2 octubre 2023

La dignidad de los cinco de San Lorenzo

Eran ya las dos de la tarde cuando se abrió bruscamente
la puerta de la celda, donde cuatro de los cinco de San Lorenzo esperaban la
hora del fusilamiento, dos soldados y un cura aparecieron en el umbral, afuera
en aquel cuartel de La Isleta el siroco no dejaba ver el cielo de aquel lunes 29
de marzo de 1.937, solo polvo y un viento que estremecía el alma. Los cuatro
hombres estaban sentado cada uno en una esquina de aquel reducido espacio, una
litera con dos colchones viejos, un banco de madera hecho a mano muy pequeño,
un bidón de agua casi vacío, al fondo varias banderas del regimiento
abandonadas, rotas, comidas por las abundantes ratas.

Juan Santana Vega, alcalde comunista del municipio
de San Lorenzo, Manuel Hernández Toledo, inspector jefe de la policía municipal,
Antonio Ramírez Graña, secretario municipal, Francisco González Santana, dirigente
sindical de la Federación Obrera, todos del Frente Popular, miembros destacados
de la lucha obrera de aquella zona de la isla de Gran Canaria.

Los soldados en silencio depositaron las bandejas
con un rancho de garbanzos y pequeños trozos de carne en la mesa de madera, el
cura observaba todo, llevaba una pistola al cinto y en la sotana cocida una insignia
de Falange con el yugo y las flechas. Miraba sorprendido como ninguno quiso
comer, los ojos del miedo a una muerte inminente navegaban por sus miradas,
algunos lloraban, otros golpeaban sus puños contra las sucias paredes de aquel minúsculo
pabellón militar.

* **DESCRIPCIÓN DE LA TAREA**
Traduce al inglés esta oración del relato sobre los cinco de San Lorenzo: «Eran ya las dos de la tarde cuando se abrió bruscamente la puerta de la celda, donde cuatro de los cinco de San Lorenzo esperaban la hora del fusilamiento, dos soldados y un cura aparecieron en el umbral, afuera en aquel cuartel de La Isleta el siroco no dejaba ver el cielo de aquel lunes 29 de marzo de 1.937, solo polvo y un viento que estremecía el alma». Las filas constituyen un material independiente del texto.

* **Filas de contornos**
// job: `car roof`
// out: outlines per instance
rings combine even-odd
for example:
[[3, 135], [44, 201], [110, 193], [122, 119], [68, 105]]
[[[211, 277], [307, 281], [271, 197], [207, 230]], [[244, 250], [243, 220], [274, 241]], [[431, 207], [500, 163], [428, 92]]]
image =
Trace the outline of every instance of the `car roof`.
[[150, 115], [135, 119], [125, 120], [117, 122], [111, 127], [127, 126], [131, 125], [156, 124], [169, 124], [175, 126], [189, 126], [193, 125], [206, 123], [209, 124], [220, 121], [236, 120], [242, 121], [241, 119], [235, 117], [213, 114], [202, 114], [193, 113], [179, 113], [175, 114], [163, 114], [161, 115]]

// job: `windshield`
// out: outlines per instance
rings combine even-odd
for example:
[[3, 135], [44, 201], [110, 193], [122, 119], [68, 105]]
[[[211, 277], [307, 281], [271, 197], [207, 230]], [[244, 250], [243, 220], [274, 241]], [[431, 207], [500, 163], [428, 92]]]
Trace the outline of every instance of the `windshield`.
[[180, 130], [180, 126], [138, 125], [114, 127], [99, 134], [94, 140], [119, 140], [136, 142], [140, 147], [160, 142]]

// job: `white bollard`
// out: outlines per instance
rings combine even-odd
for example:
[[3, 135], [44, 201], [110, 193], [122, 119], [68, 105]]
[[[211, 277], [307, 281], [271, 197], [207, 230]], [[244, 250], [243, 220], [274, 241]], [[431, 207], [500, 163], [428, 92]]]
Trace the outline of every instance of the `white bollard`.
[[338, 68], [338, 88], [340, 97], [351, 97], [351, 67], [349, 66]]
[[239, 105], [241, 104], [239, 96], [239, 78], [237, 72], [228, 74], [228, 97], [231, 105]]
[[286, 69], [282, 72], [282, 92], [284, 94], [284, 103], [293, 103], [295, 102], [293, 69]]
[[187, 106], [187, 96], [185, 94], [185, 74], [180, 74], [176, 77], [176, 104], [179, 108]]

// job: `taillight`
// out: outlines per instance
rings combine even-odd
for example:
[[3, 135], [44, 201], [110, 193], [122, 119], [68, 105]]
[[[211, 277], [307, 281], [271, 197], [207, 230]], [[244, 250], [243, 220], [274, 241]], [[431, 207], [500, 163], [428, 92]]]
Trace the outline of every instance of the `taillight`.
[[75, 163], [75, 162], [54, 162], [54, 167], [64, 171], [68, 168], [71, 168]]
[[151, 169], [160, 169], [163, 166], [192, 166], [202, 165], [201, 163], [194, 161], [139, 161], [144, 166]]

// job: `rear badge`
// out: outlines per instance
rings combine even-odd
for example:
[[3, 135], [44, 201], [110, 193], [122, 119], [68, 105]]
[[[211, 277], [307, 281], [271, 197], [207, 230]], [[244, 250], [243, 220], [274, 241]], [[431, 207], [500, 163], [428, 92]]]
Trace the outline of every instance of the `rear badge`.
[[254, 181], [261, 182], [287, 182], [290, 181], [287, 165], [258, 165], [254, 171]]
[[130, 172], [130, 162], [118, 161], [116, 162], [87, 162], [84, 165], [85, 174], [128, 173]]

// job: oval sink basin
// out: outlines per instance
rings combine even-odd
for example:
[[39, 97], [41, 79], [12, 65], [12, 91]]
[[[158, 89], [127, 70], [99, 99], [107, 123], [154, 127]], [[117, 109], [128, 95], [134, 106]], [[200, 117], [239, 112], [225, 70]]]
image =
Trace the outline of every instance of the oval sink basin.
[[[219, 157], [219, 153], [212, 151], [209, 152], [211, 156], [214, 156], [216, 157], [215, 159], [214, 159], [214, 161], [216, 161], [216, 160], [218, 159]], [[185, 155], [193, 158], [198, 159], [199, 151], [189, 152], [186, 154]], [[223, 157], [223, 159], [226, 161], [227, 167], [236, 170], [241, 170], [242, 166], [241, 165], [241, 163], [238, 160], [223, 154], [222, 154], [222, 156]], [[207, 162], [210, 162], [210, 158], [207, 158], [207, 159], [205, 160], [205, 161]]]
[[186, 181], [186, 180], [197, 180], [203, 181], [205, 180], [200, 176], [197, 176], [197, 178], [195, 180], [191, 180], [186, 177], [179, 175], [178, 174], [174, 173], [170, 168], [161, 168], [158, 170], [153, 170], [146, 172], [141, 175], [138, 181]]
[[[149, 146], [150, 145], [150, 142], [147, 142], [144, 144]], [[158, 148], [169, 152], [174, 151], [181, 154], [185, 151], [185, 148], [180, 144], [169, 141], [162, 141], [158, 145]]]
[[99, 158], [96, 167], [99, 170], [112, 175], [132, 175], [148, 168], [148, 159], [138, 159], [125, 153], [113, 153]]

* **RESULTADO DEL EJERCICIO**
It was already two in the afternoon when the door of the cell where four of the five of San Lorenzo were awaiting the hour of their execution by firing squad was flung open; two soldiers and a priest appeared in the doorway, and outside, at that barracks in La Isleta, the sirocco hid the sky on that Monday, March 29, 1937: only dust and a wind that shook the soul.